● REQUIREMENT
The listing below is to be output in its exact form.

══════

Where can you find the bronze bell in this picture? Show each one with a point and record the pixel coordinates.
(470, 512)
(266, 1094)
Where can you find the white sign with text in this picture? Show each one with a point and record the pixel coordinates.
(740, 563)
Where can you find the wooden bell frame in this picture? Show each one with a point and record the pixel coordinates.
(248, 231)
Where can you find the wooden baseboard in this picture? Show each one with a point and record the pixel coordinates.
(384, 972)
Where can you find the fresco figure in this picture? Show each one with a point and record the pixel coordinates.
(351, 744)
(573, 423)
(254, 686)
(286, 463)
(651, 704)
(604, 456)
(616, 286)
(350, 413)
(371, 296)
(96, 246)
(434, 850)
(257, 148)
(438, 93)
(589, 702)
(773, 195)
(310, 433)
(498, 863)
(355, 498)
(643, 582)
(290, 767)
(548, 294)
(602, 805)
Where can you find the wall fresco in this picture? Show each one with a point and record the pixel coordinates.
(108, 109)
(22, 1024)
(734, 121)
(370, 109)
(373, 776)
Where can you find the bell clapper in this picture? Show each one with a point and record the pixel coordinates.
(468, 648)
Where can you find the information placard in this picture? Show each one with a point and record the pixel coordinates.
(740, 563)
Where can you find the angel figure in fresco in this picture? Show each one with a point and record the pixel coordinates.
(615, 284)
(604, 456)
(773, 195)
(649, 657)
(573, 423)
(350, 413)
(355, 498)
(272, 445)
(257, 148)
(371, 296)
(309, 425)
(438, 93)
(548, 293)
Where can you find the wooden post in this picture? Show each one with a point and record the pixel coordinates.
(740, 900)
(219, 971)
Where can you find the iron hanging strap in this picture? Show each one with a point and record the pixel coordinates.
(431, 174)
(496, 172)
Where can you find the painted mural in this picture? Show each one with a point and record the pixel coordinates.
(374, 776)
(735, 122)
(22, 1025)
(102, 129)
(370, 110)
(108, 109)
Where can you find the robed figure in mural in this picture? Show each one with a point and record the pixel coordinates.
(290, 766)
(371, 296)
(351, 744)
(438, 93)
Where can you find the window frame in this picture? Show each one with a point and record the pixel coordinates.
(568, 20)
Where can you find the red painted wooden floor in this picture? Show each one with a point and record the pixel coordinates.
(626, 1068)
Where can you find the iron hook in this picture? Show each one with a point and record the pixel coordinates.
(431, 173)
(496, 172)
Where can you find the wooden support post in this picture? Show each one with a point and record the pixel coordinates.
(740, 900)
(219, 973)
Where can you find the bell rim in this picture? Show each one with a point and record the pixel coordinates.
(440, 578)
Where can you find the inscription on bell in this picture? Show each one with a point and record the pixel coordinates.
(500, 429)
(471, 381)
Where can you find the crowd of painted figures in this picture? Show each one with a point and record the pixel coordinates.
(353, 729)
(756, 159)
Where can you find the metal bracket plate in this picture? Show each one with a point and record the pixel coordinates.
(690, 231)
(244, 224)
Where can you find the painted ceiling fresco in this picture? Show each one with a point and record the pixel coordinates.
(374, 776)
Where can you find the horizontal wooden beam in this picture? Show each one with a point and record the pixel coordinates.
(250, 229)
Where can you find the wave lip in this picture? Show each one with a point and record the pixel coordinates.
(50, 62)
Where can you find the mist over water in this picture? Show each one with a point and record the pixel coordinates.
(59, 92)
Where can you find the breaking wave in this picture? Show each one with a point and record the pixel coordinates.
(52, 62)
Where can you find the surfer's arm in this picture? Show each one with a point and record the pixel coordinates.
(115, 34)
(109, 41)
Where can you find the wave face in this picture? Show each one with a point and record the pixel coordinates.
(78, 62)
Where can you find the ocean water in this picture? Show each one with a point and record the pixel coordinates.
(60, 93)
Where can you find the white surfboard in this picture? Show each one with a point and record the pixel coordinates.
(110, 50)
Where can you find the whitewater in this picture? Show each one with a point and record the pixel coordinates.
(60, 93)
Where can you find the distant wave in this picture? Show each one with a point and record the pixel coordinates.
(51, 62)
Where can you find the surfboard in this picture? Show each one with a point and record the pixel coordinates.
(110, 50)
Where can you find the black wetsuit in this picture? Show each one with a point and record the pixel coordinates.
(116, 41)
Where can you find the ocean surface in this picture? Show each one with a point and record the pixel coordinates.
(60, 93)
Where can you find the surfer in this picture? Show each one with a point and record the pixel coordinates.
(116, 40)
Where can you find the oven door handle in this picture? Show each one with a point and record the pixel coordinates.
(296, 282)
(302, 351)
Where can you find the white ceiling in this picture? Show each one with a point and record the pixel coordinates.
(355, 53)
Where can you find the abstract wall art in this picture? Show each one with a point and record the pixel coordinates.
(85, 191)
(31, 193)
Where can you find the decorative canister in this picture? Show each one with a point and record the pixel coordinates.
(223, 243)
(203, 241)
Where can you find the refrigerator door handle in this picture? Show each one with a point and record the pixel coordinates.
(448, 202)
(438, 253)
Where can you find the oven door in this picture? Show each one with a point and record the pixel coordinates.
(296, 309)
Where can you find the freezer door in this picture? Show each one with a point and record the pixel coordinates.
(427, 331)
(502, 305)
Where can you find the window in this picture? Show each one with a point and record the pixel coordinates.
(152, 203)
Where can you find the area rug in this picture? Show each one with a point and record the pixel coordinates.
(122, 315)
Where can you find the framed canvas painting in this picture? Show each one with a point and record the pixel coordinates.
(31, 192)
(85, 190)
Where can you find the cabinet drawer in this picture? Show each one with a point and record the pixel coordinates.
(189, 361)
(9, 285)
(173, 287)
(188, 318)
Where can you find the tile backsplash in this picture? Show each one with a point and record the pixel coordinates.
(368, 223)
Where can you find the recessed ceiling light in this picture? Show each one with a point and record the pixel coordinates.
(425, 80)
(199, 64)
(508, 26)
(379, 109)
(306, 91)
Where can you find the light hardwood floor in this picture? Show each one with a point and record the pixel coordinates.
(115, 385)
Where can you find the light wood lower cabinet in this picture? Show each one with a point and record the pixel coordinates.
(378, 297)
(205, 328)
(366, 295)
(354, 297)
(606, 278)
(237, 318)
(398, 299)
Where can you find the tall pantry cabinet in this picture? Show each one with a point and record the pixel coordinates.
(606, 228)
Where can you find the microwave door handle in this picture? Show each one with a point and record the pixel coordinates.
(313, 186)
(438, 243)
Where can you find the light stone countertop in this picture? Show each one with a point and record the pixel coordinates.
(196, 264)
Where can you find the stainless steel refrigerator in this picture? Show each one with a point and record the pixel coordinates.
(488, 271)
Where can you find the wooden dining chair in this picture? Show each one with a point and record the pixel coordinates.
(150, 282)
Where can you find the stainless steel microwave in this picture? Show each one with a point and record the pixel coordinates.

══════

● EXERCISE RESPONSE
Where can you find the bronze bell in this picture? Show each one with a point and record the pixel coordinates.
(470, 512)
(266, 1094)
Where can you find the white sign with text in this picture? Show each one with a point and record the pixel coordinates.
(740, 563)
Where can you find the wooden bell frame in this picture? Show each one with a point and record the pixel coordinates.
(248, 231)
Where can you find the wooden baseboard in this picture? Show each one with a point and record the pixel coordinates.
(384, 972)
Where can you find the fresco figure in this picture? Show each one with a point and record the pixel coordinates.
(351, 744)
(573, 423)
(254, 686)
(286, 463)
(651, 704)
(604, 456)
(616, 286)
(350, 413)
(371, 296)
(96, 246)
(434, 850)
(257, 148)
(438, 93)
(589, 702)
(773, 195)
(310, 433)
(498, 863)
(355, 498)
(643, 582)
(290, 767)
(548, 294)
(602, 805)
Where can you find the wall fresco in this picture? Show each one with a point and record the pixel coordinates.
(108, 109)
(22, 1024)
(734, 121)
(370, 109)
(373, 776)
Where can you find the bell clapper in this picture? Show each one with a point and record the pixel coordinates.
(468, 648)
Where can you find the information placard in this picture? Show each one with a point and record the pixel coordinates.
(740, 563)
Where can you find the angel figure in fresco in this picture? Show each one with a point and record the pixel coordinates.
(615, 284)
(604, 456)
(773, 195)
(649, 657)
(573, 423)
(350, 413)
(355, 498)
(272, 445)
(257, 148)
(371, 296)
(309, 425)
(438, 93)
(548, 293)
Where can you find the wooden post in this picture? Show each one with a point and record the pixel coordinates.
(740, 900)
(219, 971)
Where can you find the iron hanging strap in this picture? Show each one with a point and record the pixel coordinates.
(431, 174)
(496, 172)
Where can you find the painted mural in this picture? Show each one with a point and record the pixel coordinates.
(374, 776)
(735, 122)
(22, 1025)
(102, 129)
(370, 110)
(108, 109)
Where can you find the robed figure in mural in this picture? Show each one with a point and record the pixel coordinates.
(290, 766)
(371, 296)
(351, 744)
(438, 93)
Where can you find the window frame in this picture? Show each one with a point and record the pixel coordinates.
(568, 20)
Where can you find the red painted wooden floor in this picture? Show each one with a point and record the pixel coordinates.
(626, 1068)
Where can you find the iron hook in this picture? Show each one with a point and record the pixel coordinates.
(431, 173)
(496, 172)
Where can you find the wooden support post in this picture? Show each one with a point and record the pixel coordinates.
(740, 900)
(219, 973)
Where can you find the bell rim in this picture? Show each one with a point and record the pixel coordinates.
(440, 578)
Where can you find the inscription on bell in this picture? Show each one with a point and record the pixel coordinates.
(500, 429)
(471, 381)
Where can you find the crowd of painted figures in this picture? Show each one with a point and record the pixel coordinates.
(353, 729)
(756, 159)
Where can you find the metal bracket plate in this picture? Show each one with a point and record the pixel coordinates.
(690, 231)
(244, 224)
Where can you find the painted ceiling fresco in this picture? Show each one with a point and record the pixel coordinates.
(374, 776)
Where can you find the horizontal wooden beam in this picture? Show each one with a point and record the pixel coordinates.
(250, 229)
Where can you find the wave lip in this picture? Show each one with a point and record the pixel coordinates.
(50, 62)
Where can you find the mist over water in this picture? Show each one with a point and record the pixel coordinates.
(59, 92)
Where can you find the breaking wave in this picture? Show each one with a point and record the pixel coordinates.
(52, 62)
Where can you find the surfer's arm in this picture? Show each one with a point and record the pixel coordinates.
(115, 34)
(109, 41)
Where can you find the wave face in this picture? Show each one with a point and record the pixel coordinates.
(78, 62)
Where can you find the ocean water in this picture? Show each one with a point and record the pixel coordinates.
(60, 93)
Where can you find the white surfboard in this picture? Show each one with a point and record the pixel coordinates.
(110, 50)
Where can you find the whitewater in this picture? Show each one with a point and record the pixel coordinates.
(60, 93)
Where can you find the distant wave in this picture? Show each one with a point and record the pixel coordinates.
(51, 62)
Where can you find the surfboard in this picture? Show each one with a point and record the pixel coordinates.
(110, 50)
Where can you find the black wetsuit in this picture? Show each one with a point and record the pixel coordinates.
(116, 41)
Where can you find the ocean surface in this picture? Show each one with a point and record the pixel coordinates.
(60, 93)
Where can you find the surfer in this picture? Show each one with a point and record the pixel coordinates.
(116, 40)
Where can you find the oven door handle in this picture? Show each one with a point and record the pixel coordinates.
(296, 282)
(302, 351)
Where can you find the white ceiling in this picture? Show each one with a point and record the pixel coordinates.
(355, 53)
Where can you find the abstract wall art in this picture? Show each one with a point and record the pixel coordinates.
(85, 191)
(31, 193)
Where can you find the decorative canister in this picture? Show each one with a point and record the pixel coordinates.
(223, 243)
(203, 241)
Where can you find the refrigerator door handle in this picture? Show each one with a point and record the pixel coordinates.
(448, 202)
(438, 253)
Where can you find the oven door in this picture? Show each one with a point and record the pixel coordinates.
(296, 309)
Where can you find the freezer door in this picture? Show each one with a point and record the pixel coordinates.
(427, 331)
(502, 305)
Where can you find the window in this picture? Show each one with a point and record the pixel coordinates.
(152, 203)
Where can you find the area rug in this picture? Show each one with a point and record the pixel coordinates.
(122, 315)
Where can you find the framed canvas painting in this picture? Show each one with a point and record the pixel coordinates.
(31, 192)
(85, 190)
Where can you find the cabinet drawer in this picture? Show each one with a point and record the pixel coordinates.
(189, 361)
(9, 285)
(173, 287)
(188, 318)
Where can you find the tile backsplash in this picture? Show each one with a point and record the pixel coordinates.
(368, 223)
Where can you find the recessed ceiling light in this picture? Show each one with a point and record the pixel coordinates.
(425, 80)
(199, 64)
(508, 26)
(379, 109)
(306, 91)
Where can you find the light hardwood floor in this picture? Show each one with a point and record the pixel coordinates.
(115, 385)
Where can you find the light wood lower cabinet in this picture? Show each one with a point and record the pixel coordinates.
(378, 297)
(205, 328)
(366, 295)
(354, 297)
(606, 278)
(237, 318)
(398, 299)
Where can you find the tall pantry cabinet in this picture? Show each one with a point and record the pixel coordinates.
(606, 228)
Where can you find the microwave door handle in this picture? Show each one with a point and record the pixel coordinates.
(313, 186)
(438, 243)
Where can you find the light stone countertop in this picture? Show each one with a point and record the pixel coordinates.
(196, 264)
Where can you find the stainless steel refrigerator in this picture? Show each one with a point and record the pixel coordinates.
(488, 271)
Where can you find the wooden dining chair in this picture? Show each one with a point and record the pixel coordinates.
(150, 282)
Where can you find the stainless steel microwave in this picture? Show each one with a point and record the pixel coordinates.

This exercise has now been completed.